--- What needs to be done ---
Rewrite the material below so that "stone pillar" becomes "brick chimney" everywhere, and leave everything else unchanged.

▼

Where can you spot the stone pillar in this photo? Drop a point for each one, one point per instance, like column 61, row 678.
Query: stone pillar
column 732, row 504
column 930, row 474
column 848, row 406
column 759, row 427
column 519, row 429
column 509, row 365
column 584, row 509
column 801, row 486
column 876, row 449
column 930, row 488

▲

--- Answer to this task ---
Where can you spot the brick chimney in this photo? Drop a point for each one, one point per instance, like column 61, row 678.
Query: brick chimney
column 732, row 504
column 930, row 474
column 848, row 406
column 759, row 427
column 519, row 429
column 509, row 365
column 584, row 509
column 801, row 486
column 876, row 449
column 930, row 488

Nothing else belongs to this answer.